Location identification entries
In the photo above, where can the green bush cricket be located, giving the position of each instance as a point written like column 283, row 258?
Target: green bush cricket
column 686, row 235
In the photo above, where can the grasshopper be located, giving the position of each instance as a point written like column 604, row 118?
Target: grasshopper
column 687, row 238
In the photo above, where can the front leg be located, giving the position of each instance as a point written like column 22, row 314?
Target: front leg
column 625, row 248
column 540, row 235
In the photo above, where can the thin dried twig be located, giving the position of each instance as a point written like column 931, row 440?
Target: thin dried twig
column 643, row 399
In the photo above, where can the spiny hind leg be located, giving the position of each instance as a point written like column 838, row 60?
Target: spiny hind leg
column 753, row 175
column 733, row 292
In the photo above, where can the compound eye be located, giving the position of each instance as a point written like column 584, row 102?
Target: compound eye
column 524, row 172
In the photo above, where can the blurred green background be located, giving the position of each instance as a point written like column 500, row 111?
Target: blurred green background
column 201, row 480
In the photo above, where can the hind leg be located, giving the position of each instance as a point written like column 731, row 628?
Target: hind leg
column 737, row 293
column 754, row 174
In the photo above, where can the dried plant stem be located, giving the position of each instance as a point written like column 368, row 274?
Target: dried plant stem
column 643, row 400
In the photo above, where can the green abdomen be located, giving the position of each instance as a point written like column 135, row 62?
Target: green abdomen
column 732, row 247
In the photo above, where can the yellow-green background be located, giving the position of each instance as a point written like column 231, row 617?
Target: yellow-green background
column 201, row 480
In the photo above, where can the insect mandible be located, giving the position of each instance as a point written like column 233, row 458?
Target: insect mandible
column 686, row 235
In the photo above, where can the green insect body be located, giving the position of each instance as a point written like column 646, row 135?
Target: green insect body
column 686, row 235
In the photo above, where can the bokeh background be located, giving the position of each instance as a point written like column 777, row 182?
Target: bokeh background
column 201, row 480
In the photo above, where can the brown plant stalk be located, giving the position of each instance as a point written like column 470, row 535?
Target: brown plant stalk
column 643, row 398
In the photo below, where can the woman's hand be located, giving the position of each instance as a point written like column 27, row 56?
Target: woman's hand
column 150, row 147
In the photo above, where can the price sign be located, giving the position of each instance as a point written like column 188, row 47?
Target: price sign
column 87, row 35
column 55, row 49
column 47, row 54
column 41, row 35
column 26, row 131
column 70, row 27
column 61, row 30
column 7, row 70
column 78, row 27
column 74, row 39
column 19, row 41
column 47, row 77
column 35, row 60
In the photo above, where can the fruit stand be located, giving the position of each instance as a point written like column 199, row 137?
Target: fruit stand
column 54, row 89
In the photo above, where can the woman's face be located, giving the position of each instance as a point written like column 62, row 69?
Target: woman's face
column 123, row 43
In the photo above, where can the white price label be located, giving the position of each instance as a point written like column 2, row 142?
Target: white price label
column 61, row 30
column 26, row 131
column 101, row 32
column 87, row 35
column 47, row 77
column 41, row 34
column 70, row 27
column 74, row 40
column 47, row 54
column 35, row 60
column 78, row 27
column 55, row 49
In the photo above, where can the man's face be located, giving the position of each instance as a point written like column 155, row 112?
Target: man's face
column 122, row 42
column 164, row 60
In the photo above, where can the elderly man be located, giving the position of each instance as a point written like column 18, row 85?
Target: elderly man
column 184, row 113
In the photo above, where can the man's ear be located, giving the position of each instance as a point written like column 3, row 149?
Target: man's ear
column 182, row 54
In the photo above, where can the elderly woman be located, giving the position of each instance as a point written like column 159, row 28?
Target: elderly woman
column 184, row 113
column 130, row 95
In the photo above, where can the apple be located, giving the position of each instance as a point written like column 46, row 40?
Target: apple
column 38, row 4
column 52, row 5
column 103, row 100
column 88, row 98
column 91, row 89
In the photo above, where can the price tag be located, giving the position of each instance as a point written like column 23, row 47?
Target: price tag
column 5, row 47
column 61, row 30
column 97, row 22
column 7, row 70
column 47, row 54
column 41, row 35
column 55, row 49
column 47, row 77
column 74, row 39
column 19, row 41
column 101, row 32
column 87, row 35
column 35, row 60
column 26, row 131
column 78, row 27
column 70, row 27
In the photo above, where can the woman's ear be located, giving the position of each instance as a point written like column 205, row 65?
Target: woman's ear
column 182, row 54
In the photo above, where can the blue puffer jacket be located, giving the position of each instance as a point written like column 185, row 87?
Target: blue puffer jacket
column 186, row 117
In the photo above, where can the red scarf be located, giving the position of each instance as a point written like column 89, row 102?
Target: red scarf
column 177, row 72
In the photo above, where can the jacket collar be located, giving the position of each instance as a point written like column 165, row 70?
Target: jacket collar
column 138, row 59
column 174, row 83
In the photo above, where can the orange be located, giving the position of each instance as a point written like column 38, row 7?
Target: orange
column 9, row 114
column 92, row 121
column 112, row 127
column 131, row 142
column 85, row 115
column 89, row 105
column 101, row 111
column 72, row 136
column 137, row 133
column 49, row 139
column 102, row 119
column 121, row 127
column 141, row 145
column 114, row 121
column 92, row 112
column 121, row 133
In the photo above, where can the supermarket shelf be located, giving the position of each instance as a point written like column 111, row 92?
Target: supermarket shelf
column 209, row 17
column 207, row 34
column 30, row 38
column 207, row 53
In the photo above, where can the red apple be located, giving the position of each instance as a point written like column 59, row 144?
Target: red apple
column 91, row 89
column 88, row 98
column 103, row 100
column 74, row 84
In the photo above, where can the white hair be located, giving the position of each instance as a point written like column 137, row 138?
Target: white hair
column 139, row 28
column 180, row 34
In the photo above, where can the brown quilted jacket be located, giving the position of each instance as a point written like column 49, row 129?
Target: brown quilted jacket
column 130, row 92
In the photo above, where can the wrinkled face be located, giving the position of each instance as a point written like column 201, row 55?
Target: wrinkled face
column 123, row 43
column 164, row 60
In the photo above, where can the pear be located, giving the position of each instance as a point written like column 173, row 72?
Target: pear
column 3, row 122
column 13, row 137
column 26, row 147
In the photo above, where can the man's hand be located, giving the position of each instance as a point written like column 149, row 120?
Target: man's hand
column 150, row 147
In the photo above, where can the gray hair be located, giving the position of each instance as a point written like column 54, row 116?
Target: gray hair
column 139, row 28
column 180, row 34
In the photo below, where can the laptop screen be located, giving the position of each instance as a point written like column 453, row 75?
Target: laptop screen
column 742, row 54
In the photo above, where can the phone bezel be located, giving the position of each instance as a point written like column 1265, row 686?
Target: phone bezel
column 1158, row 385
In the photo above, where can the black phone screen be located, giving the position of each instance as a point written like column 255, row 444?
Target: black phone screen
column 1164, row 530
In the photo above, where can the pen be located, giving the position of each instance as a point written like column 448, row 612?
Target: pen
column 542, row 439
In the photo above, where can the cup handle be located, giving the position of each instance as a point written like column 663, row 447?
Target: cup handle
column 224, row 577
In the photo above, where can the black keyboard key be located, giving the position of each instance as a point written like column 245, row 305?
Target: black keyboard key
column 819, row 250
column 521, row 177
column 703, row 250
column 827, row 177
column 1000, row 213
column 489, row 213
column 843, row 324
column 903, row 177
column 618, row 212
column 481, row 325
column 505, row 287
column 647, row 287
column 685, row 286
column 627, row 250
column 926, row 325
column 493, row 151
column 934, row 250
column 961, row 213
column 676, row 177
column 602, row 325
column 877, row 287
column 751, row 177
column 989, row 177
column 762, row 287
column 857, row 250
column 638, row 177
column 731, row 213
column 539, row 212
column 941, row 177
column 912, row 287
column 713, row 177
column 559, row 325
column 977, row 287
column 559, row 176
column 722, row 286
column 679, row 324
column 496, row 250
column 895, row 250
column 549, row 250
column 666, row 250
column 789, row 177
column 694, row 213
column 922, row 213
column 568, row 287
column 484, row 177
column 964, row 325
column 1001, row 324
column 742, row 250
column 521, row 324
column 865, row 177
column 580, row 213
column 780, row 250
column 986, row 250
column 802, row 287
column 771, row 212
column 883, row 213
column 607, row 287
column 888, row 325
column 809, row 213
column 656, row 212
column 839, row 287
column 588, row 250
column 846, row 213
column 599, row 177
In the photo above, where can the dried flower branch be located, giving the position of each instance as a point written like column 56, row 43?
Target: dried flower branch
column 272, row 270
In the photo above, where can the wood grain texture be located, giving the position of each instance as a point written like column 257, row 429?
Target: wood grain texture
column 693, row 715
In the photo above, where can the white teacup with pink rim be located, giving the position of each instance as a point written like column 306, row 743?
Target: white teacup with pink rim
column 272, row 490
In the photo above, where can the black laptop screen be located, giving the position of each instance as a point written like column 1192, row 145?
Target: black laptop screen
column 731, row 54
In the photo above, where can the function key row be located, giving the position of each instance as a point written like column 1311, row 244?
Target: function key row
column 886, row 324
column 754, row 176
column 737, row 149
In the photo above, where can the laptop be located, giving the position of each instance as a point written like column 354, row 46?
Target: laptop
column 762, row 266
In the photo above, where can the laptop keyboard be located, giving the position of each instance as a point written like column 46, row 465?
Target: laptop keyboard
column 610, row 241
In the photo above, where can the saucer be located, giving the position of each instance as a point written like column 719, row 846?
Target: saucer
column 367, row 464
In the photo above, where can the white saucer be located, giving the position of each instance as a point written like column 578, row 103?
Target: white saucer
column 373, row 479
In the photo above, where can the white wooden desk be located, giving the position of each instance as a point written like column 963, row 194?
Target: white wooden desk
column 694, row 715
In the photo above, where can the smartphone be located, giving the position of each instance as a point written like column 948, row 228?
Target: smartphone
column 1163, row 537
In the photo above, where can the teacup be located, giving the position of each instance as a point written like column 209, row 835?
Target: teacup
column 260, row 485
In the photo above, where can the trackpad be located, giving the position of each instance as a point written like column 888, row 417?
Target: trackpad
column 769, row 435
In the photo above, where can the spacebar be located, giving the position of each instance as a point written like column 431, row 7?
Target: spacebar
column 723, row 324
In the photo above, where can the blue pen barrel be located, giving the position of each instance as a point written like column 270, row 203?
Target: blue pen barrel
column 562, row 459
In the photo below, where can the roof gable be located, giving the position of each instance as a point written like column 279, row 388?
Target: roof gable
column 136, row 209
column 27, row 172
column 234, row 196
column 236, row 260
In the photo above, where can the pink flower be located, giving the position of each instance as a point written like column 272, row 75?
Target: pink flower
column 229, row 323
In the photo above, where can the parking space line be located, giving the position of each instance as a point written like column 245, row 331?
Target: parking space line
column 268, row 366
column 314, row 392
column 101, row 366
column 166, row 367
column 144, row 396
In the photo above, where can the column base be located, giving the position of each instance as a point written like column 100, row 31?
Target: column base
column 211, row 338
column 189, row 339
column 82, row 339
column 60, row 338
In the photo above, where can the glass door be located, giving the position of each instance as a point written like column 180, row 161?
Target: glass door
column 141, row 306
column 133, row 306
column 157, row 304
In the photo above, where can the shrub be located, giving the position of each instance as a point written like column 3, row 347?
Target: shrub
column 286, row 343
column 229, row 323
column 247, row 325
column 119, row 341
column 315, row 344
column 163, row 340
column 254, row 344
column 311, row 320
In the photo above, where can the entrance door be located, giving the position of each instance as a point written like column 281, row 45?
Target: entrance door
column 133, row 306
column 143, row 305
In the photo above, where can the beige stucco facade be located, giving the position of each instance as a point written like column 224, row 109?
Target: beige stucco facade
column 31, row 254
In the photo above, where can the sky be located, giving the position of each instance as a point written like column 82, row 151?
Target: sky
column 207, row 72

> **WORK TO BE COMPLETED**: Copy the material word for word, starting at its first line and ending with the line that contains "column 643, row 399", including that line.

> **TASK RESULT**:
In the photo above, where can the green bush cricket be located, giving the position of each instance as a point written like column 283, row 258?
Target: green bush cricket
column 686, row 235
In the photo above, where can the grasshopper be located, giving the position of each instance as a point written like column 604, row 118?
Target: grasshopper
column 687, row 238
In the photo above, where can the front leg be located, giving the position of each instance as a point written like column 22, row 314?
Target: front leg
column 625, row 248
column 540, row 235
In the photo above, where can the thin dried twig be located, giving the position of each instance as a point written like column 931, row 440?
Target: thin dried twig
column 643, row 399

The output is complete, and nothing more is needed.